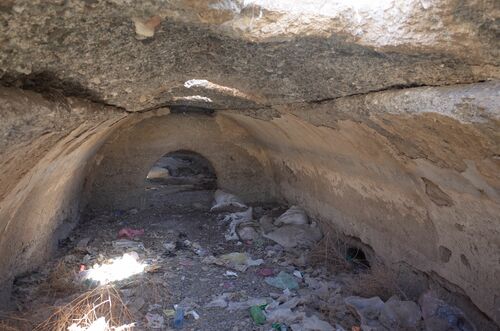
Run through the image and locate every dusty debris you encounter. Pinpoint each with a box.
[265,271,299,290]
[203,252,264,272]
[264,224,323,248]
[145,312,165,329]
[118,228,144,239]
[222,208,252,240]
[418,291,476,331]
[132,15,161,40]
[237,225,260,240]
[210,190,248,212]
[345,297,424,330]
[274,206,309,226]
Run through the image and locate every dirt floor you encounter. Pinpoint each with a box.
[0,184,478,331]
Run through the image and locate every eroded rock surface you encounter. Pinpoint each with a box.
[0,0,500,323]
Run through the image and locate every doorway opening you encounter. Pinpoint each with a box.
[146,150,217,191]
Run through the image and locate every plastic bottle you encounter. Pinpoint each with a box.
[250,305,266,325]
[174,307,184,329]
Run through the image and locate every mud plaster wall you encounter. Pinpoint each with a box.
[0,88,123,303]
[84,110,272,210]
[226,85,500,323]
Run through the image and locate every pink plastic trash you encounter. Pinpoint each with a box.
[118,228,144,239]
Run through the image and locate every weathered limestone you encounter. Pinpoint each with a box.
[0,88,124,301]
[0,0,500,323]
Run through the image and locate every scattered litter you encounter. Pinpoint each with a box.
[290,315,334,331]
[271,323,288,331]
[274,206,309,226]
[112,239,144,250]
[163,309,175,318]
[250,305,266,325]
[146,312,165,329]
[227,298,271,311]
[163,242,176,253]
[210,190,248,212]
[267,308,305,323]
[265,271,299,290]
[418,291,476,331]
[205,294,227,308]
[187,310,200,320]
[76,237,91,252]
[257,268,274,277]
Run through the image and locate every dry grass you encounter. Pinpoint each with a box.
[309,232,352,272]
[0,314,33,331]
[34,286,132,331]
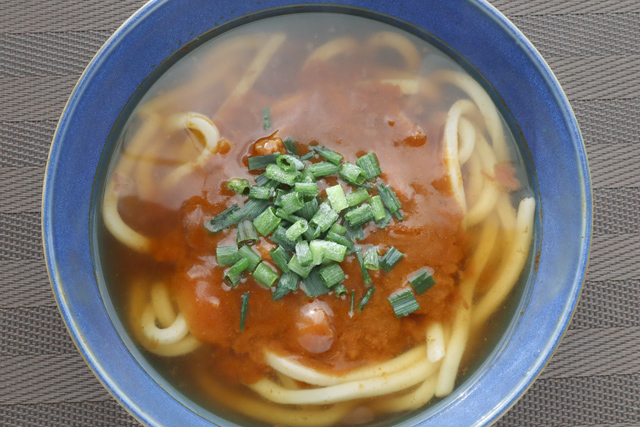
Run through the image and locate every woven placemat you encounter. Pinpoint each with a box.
[0,0,640,427]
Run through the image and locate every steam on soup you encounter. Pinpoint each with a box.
[100,14,535,426]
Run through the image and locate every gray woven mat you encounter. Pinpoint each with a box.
[0,0,640,427]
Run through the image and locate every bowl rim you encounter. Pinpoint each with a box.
[42,0,592,425]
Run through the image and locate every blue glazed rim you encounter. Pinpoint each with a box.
[42,0,591,426]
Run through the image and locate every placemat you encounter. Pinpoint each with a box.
[0,0,640,427]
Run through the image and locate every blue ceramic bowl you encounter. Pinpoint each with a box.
[42,0,591,426]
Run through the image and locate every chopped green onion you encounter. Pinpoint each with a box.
[249,153,280,170]
[380,246,404,273]
[287,254,314,277]
[369,196,387,222]
[204,203,244,233]
[227,178,251,196]
[302,268,331,298]
[253,207,282,236]
[282,137,298,156]
[325,184,349,212]
[409,268,436,295]
[340,163,365,185]
[236,219,258,245]
[311,202,338,232]
[347,188,371,207]
[319,264,345,288]
[307,162,340,179]
[276,154,304,172]
[240,292,249,332]
[356,251,371,285]
[376,184,402,214]
[358,286,376,311]
[216,245,242,265]
[262,107,271,130]
[309,145,342,165]
[238,245,262,271]
[296,240,313,267]
[249,186,271,200]
[269,246,291,273]
[389,289,420,319]
[356,153,382,181]
[364,246,380,270]
[286,219,309,240]
[264,163,300,186]
[344,203,373,227]
[223,258,249,288]
[253,262,278,288]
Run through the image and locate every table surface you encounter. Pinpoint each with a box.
[0,0,640,427]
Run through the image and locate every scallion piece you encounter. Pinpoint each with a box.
[238,245,262,271]
[264,163,300,186]
[249,186,271,200]
[276,154,304,172]
[364,246,380,270]
[389,289,420,319]
[307,162,340,179]
[409,268,436,295]
[253,207,282,236]
[340,163,365,185]
[262,107,271,130]
[302,267,331,298]
[325,184,349,212]
[253,262,278,288]
[240,292,249,332]
[347,188,371,207]
[311,202,338,232]
[249,153,280,171]
[269,246,291,273]
[236,219,258,245]
[309,145,342,165]
[356,250,371,285]
[380,246,404,273]
[356,153,382,181]
[227,178,251,196]
[286,219,309,240]
[319,264,345,288]
[223,258,249,288]
[369,196,387,222]
[344,203,373,227]
[216,245,242,265]
[358,286,376,311]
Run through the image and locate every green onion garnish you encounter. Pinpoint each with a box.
[389,289,420,319]
[253,262,278,288]
[223,258,249,288]
[356,153,382,181]
[380,246,404,273]
[319,264,345,288]
[358,286,376,311]
[216,245,242,265]
[227,178,251,196]
[240,292,249,332]
[262,107,271,130]
[236,219,258,245]
[309,145,342,165]
[249,153,280,171]
[325,184,348,212]
[409,268,436,295]
[238,245,262,271]
[253,207,282,236]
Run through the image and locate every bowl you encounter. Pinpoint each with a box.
[42,0,591,426]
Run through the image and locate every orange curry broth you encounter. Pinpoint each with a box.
[141,62,467,383]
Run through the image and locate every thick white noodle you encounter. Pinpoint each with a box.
[265,345,426,386]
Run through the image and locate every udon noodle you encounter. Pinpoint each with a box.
[102,14,536,426]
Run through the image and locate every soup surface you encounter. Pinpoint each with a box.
[98,13,535,426]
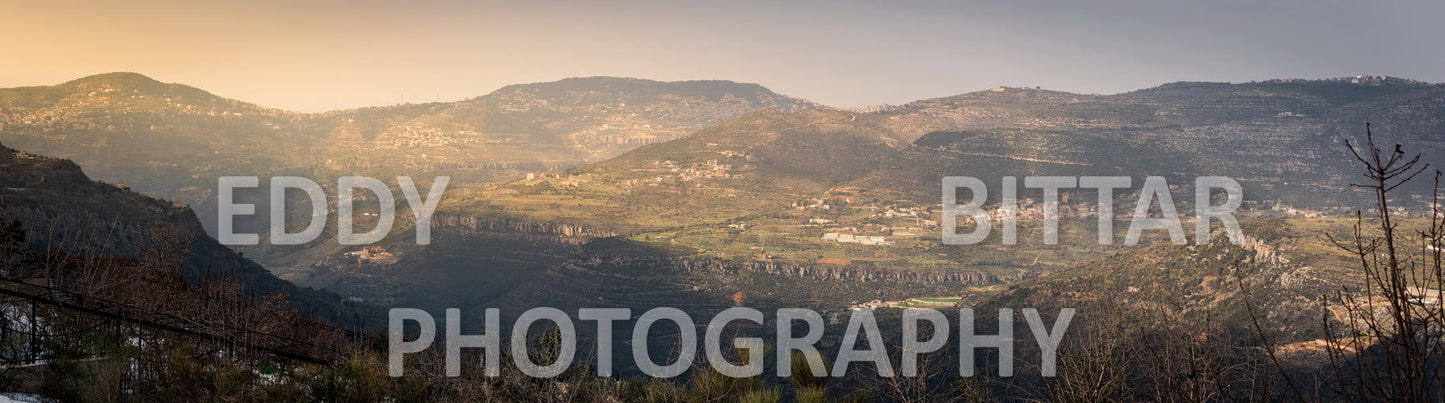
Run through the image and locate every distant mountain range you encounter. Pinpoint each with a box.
[0,72,818,234]
[0,74,1445,329]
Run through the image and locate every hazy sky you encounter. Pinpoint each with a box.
[0,0,1445,111]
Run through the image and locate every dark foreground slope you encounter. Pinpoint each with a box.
[0,146,377,326]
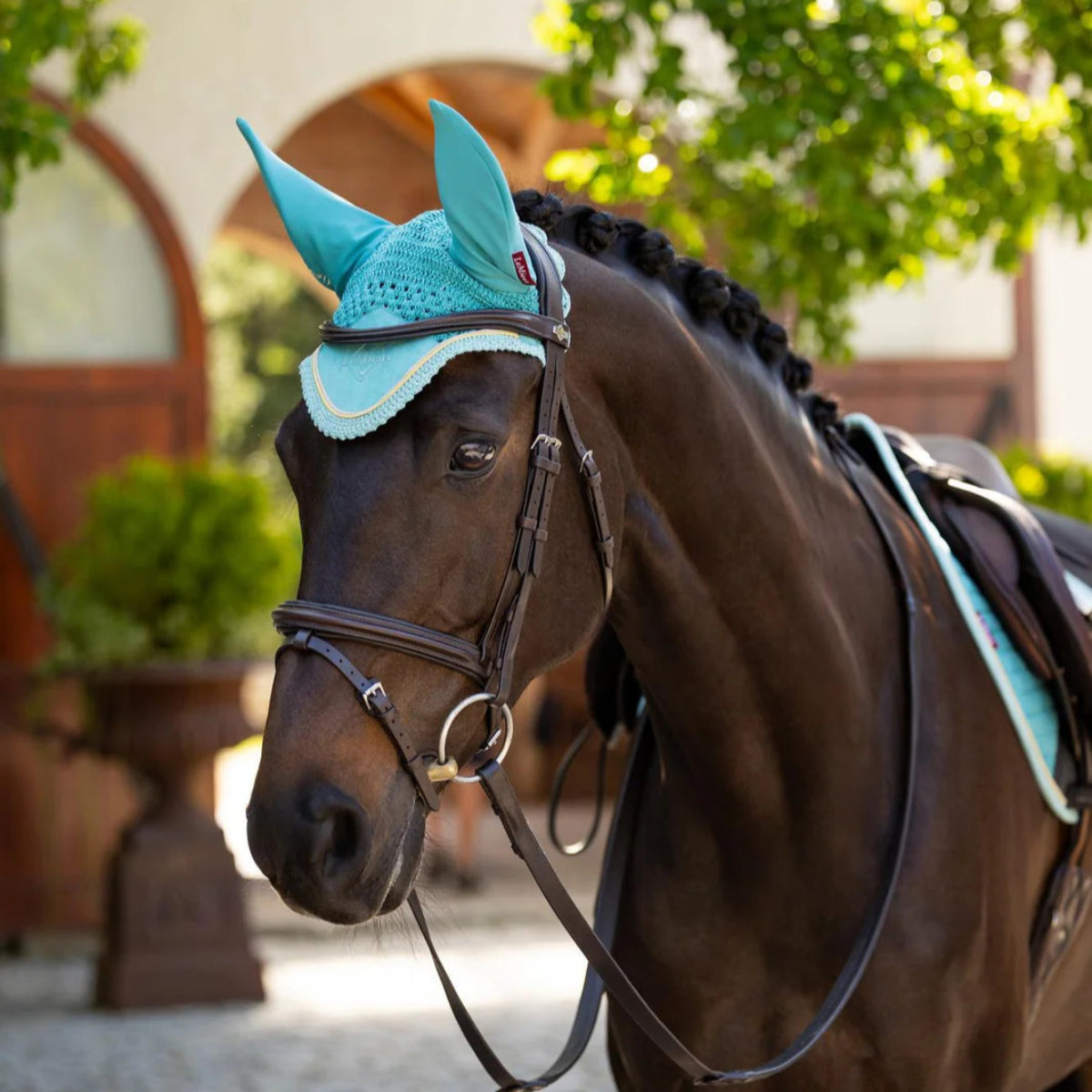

──────

▶ [TO BE DONE]
Output every line of the entries above as a JSON list of strings, one string per line, with blank lines dropped and the pictures left out.

▶ [SOLUTION TO THIS PROBLEM]
[
  "Run through the image and locate every dusty debris you encounter. Pinpoint each with a box.",
  "[265,271,299,290]",
  "[203,252,264,272]",
  "[264,224,323,248]",
  "[145,312,165,329]",
  "[118,228,144,239]",
  "[222,208,252,240]",
  "[418,291,476,331]",
  "[132,15,161,40]",
  "[237,225,260,240]",
  "[210,190,248,212]",
  "[345,297,424,330]",
  "[274,206,309,226]",
  "Run through the image and locate every dirt floor you encounter. Pinpoint each with a box.",
  "[0,184,478,331]",
  "Run through the image and locate every eroded rock surface you encounter. Pinpoint each with a box.",
  "[0,0,500,323]",
  "Run through the image and locate every doorway opening you encounter. Pinpoint each with a box.",
  "[146,150,217,191]",
  "Run through the image and locate every plastic bottle you encounter. Pinpoint each with a box.",
  "[250,305,266,325]",
  "[174,307,184,329]",
  "Run through the image and locate every mud plaster wall you encounter. Pinpoint each with a box.",
  "[0,88,123,303]",
  "[84,110,272,210]",
  "[226,85,500,323]",
  "Run through the image and locate every pink plastic trash you encounter. Pinpoint each with a box.",
  "[118,228,144,239]",
  "Run through the image and locate every weathered limestone you encounter. Pinpoint each with a box.",
  "[0,88,124,301]",
  "[0,0,500,323]",
  "Run through the image and locate every scattered litter you encounter. Pinpoint each with a box.",
  "[290,315,334,331]",
  "[271,323,288,331]",
  "[274,206,309,226]",
  "[112,239,144,250]",
  "[163,309,175,318]",
  "[250,305,266,325]",
  "[146,312,165,329]",
  "[227,298,271,311]",
  "[163,242,176,253]",
  "[210,190,248,212]",
  "[267,308,305,323]",
  "[265,271,299,290]",
  "[418,291,476,331]",
  "[205,294,227,308]",
  "[187,310,200,320]",
  "[76,237,91,252]",
  "[257,268,274,277]",
  "Run through the image and locate every dry grass you encounter. Pinpoint each with a box.",
  "[309,232,352,272]",
  "[0,314,33,331]",
  "[34,286,132,331]",
  "Run through the image and locate every woven placemat you encounter. Pinpoint each with a box.",
  "[0,0,640,427]",
  "Run through the image and locate every steam on soup you encounter. Pinpoint each with a box.",
  "[100,14,535,426]",
  "Run through the image and locate every gray woven mat you encounter. Pinpoint each with a box.",
  "[0,0,640,427]",
  "Run through the image and locate every bowl rim you encounter. Pinpoint each with a box.",
  "[42,0,592,425]",
  "Run through the image and locate every blue glazed rim you encounter. Pinpoint each with a box.",
  "[42,0,591,426]",
  "Run through the image and locate every placemat you encounter. Pinpoint each with a box.",
  "[0,0,640,427]",
  "Run through the image and locate every blue ceramic bowl you encounter. Pinpoint each with a box.",
  "[42,0,591,426]",
  "Run through the image and locate every chopped green onion you encounter. Pinpoint each with a box.",
  "[249,153,280,170]",
  "[380,246,404,273]",
  "[287,254,314,277]",
  "[369,196,387,222]",
  "[204,203,244,233]",
  "[227,178,251,196]",
  "[302,268,331,298]",
  "[253,207,282,236]",
  "[282,137,298,156]",
  "[325,184,349,212]",
  "[409,268,436,295]",
  "[340,163,365,185]",
  "[236,219,258,245]",
  "[311,202,338,232]",
  "[347,188,371,207]",
  "[319,264,345,288]",
  "[307,162,340,179]",
  "[276,154,304,172]",
  "[240,292,249,332]",
  "[356,251,371,285]",
  "[376,184,402,214]",
  "[358,286,376,311]",
  "[216,245,242,265]",
  "[262,107,271,130]",
  "[309,145,342,165]",
  "[238,245,262,271]",
  "[296,240,313,267]",
  "[249,186,271,200]",
  "[269,246,291,273]",
  "[389,289,420,319]",
  "[356,153,382,181]",
  "[364,246,380,270]",
  "[286,219,309,240]",
  "[264,163,300,186]",
  "[344,203,373,227]",
  "[223,258,249,288]",
  "[253,262,278,288]",
  "Run through the image and locate every table surface you encounter. Pinpoint each with a box.",
  "[0,0,640,427]",
  "Run through the image and locate every scallion piece you encounter. Pinpoint each with a box.",
  "[238,245,262,271]",
  "[264,163,300,186]",
  "[249,186,271,200]",
  "[276,154,304,172]",
  "[364,246,380,270]",
  "[389,289,420,319]",
  "[307,162,340,179]",
  "[409,268,436,295]",
  "[253,207,282,236]",
  "[340,163,365,185]",
  "[262,107,271,130]",
  "[302,267,331,298]",
  "[325,184,349,212]",
  "[253,262,278,288]",
  "[240,292,249,332]",
  "[347,188,371,207]",
  "[311,202,338,232]",
  "[249,153,280,171]",
  "[269,246,291,273]",
  "[236,219,258,245]",
  "[309,145,342,165]",
  "[356,250,371,285]",
  "[380,246,404,273]",
  "[356,153,382,181]",
  "[227,178,251,196]",
  "[286,219,309,240]",
  "[319,264,345,288]",
  "[223,258,249,288]",
  "[369,196,387,222]",
  "[344,203,373,227]",
  "[216,245,242,265]",
  "[358,286,376,311]",
  "Run through the image and locate every green onion garnish you encounter. Pinpoint each with a box.",
  "[389,289,420,319]",
  "[253,262,278,288]",
  "[223,258,249,288]",
  "[356,153,382,181]",
  "[380,246,404,273]",
  "[319,264,345,288]",
  "[358,286,376,311]",
  "[216,245,242,265]",
  "[227,178,251,196]",
  "[240,292,249,332]",
  "[262,107,271,130]",
  "[236,219,258,245]",
  "[309,145,342,165]",
  "[249,153,280,171]",
  "[325,184,348,212]",
  "[409,268,436,295]",
  "[238,245,262,271]",
  "[253,207,282,236]",
  "Run through the image and locate every bowl you encounter. Pinpoint each with a box.",
  "[42,0,591,426]",
  "Run through the image and locate every orange curry broth you encounter. Pinpoint each with a box.",
  "[141,62,467,383]",
  "Run through the image and locate every thick white noodle you encounter. Pinpoint each with a box.",
  "[265,345,426,386]",
  "Run through the image and locate every udon noodle you encounter. Pinpoint each with a box.",
  "[102,14,536,426]",
  "Run through the image and locate every soup surface you encounter. Pinpoint each with a box.",
  "[98,13,535,426]",
  "Run through the image and locate every distant mountain range you encounter. Pinpoint each with a box.",
  "[0,72,818,234]",
  "[0,74,1445,329]",
  "Run through the image and locate every hazy sky you encounter. Pinpoint each with a box.",
  "[0,0,1445,111]",
  "Run through the image and locate every dark foreground slope you encounter. Pinpoint each with a box.",
  "[0,146,377,326]"
]